**Exercise directions:** Render the lines of the data below, starting at the line that contains "point_to finds the black eyeglasses" and ending at the line that contains "pixel 437 447", as a Markdown table with a Row column that numbers each line and a Line column that holds it. Leave out any blank lines.

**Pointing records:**
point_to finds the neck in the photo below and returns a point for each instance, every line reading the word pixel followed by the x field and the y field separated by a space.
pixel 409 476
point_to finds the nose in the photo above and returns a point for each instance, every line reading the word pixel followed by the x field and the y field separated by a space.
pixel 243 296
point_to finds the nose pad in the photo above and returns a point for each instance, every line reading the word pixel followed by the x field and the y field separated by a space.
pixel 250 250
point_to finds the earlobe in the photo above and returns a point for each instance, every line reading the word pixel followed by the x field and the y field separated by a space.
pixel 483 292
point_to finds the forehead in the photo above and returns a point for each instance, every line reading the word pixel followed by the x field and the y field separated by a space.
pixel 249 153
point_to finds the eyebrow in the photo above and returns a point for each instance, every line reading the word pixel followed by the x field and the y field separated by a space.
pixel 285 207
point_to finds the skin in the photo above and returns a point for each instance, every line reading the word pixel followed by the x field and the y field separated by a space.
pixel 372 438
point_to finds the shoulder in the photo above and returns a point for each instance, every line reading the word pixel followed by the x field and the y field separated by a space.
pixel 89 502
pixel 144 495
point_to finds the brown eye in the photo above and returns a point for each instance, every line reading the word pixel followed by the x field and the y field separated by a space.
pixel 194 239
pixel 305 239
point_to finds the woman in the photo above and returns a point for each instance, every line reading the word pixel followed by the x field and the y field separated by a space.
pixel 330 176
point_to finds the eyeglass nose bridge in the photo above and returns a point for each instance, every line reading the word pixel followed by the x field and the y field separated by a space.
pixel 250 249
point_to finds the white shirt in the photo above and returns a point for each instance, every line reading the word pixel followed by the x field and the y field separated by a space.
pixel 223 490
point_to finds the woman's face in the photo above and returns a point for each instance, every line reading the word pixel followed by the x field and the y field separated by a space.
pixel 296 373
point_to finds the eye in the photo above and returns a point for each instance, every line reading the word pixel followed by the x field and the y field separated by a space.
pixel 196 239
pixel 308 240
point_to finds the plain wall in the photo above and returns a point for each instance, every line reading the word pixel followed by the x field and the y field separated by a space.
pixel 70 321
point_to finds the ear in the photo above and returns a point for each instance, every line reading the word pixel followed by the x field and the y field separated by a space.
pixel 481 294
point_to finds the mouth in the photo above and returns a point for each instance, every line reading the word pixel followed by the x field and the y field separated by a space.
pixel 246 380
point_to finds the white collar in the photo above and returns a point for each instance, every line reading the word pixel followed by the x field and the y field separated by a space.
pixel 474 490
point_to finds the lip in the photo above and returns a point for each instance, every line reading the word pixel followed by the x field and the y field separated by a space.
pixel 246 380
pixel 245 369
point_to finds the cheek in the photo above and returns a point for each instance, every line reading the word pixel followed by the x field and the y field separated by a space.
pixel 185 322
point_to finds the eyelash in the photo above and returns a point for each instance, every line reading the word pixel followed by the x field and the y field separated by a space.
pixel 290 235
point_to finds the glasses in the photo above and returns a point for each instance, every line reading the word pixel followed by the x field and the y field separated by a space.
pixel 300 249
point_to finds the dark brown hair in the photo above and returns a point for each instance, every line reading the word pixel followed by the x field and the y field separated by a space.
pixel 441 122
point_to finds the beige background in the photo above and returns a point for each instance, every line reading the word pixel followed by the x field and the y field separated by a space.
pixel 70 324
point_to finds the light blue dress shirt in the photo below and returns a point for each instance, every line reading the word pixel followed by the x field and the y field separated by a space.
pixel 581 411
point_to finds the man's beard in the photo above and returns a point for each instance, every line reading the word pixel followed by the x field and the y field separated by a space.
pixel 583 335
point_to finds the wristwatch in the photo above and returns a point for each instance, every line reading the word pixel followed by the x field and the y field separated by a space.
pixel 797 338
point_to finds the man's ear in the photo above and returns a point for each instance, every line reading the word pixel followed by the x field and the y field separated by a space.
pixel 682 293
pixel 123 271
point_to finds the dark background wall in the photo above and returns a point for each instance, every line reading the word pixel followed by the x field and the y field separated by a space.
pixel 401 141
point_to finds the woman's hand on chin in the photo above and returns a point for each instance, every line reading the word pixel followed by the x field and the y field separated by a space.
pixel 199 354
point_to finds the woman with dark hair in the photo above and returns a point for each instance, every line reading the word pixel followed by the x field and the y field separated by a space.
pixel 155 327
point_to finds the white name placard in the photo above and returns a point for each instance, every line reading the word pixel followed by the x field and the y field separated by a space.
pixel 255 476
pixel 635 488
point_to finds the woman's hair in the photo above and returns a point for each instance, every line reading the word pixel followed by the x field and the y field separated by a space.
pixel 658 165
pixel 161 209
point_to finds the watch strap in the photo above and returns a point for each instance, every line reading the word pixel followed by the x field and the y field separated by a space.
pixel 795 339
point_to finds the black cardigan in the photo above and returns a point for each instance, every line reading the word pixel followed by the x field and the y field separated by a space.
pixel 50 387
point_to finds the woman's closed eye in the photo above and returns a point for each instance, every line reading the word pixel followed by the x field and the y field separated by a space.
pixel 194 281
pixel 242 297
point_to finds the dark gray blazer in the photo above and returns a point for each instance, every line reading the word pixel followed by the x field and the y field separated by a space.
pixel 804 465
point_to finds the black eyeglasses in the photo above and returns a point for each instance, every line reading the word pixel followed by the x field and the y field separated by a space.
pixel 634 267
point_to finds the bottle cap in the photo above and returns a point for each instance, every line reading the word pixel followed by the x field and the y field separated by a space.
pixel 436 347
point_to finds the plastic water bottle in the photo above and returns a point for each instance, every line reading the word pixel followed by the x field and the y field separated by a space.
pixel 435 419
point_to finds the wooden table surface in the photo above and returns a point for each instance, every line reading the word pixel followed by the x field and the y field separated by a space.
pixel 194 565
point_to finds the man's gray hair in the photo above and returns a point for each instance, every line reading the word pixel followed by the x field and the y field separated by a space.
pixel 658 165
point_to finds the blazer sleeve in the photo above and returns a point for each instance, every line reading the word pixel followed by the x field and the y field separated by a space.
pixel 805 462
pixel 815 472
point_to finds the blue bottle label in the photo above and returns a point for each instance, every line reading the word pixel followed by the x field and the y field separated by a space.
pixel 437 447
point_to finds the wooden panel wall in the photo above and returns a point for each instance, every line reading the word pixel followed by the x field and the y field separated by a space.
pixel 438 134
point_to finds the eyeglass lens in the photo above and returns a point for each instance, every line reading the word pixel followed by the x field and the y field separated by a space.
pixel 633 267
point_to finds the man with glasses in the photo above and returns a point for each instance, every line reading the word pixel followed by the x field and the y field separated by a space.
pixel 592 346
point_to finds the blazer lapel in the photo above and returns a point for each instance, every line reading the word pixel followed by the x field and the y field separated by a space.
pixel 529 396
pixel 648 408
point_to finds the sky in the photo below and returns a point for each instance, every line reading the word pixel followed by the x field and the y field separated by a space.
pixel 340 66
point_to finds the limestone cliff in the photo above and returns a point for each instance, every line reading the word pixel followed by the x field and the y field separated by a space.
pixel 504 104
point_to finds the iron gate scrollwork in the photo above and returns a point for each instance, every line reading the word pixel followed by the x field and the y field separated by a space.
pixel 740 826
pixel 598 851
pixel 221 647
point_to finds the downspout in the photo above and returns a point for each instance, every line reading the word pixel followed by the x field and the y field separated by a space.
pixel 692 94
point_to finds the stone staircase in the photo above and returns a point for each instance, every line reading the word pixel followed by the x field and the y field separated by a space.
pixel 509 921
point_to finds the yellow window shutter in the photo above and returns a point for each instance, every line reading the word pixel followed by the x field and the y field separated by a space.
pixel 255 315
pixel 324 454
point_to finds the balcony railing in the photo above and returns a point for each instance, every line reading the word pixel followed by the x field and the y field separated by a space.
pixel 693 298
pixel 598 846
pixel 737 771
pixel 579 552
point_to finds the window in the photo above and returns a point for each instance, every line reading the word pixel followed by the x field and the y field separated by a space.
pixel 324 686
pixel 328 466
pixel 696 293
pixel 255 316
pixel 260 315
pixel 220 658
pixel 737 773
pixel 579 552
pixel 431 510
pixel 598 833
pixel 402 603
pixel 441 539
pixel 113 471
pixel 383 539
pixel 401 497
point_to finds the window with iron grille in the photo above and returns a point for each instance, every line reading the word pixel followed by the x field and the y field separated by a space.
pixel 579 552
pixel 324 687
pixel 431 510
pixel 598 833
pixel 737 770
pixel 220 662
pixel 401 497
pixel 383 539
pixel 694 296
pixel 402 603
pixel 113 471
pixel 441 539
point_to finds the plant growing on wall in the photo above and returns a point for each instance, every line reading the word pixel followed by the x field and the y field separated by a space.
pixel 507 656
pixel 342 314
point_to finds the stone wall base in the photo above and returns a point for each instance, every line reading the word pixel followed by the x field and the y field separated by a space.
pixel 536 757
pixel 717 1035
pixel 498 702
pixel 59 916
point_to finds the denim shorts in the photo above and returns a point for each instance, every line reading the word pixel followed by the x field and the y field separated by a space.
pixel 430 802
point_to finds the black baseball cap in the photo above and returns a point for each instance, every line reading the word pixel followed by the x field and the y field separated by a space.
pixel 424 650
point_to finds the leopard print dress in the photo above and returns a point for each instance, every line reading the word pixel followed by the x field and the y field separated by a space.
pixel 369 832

**Response for this exercise:**
| Row | Line |
|---|---|
| 1 | point_to finds the black eyeglasses in the photo above and returns a point for each instance, every line reading the word pixel followed by the x field and the y field separated by a space. |
| 2 | pixel 634 267 |
| 3 | point_to finds the bottle cap in the photo above and returns a point for each instance, every line reading the word pixel followed by the x field and the y field separated by a space. |
| 4 | pixel 436 347 |
| 5 | point_to finds the plastic water bottle in the photo above and returns a point for each instance, every line reading the word pixel followed by the x field and the y field separated by a space. |
| 6 | pixel 435 419 |
| 7 | point_to finds the wooden table surface in the photo above and returns a point for each instance, every line reading the word pixel followed by the x field and the y field separated by a space. |
| 8 | pixel 194 565 |
| 9 | point_to finds the man's gray hair in the photo above and returns a point for each instance, every line reading the word pixel followed by the x field and the y field separated by a space. |
| 10 | pixel 658 165 |
| 11 | point_to finds the blazer sleeve in the photo above and returns a point for each instance, every line reading the word pixel followed by the x field and the y field separated by a space. |
| 12 | pixel 805 462 |
| 13 | pixel 815 472 |
| 14 | point_to finds the blue bottle label in the photo above and returns a point for each instance, every line reading the word pixel followed by the x field and the y field separated by a space. |
| 15 | pixel 437 447 |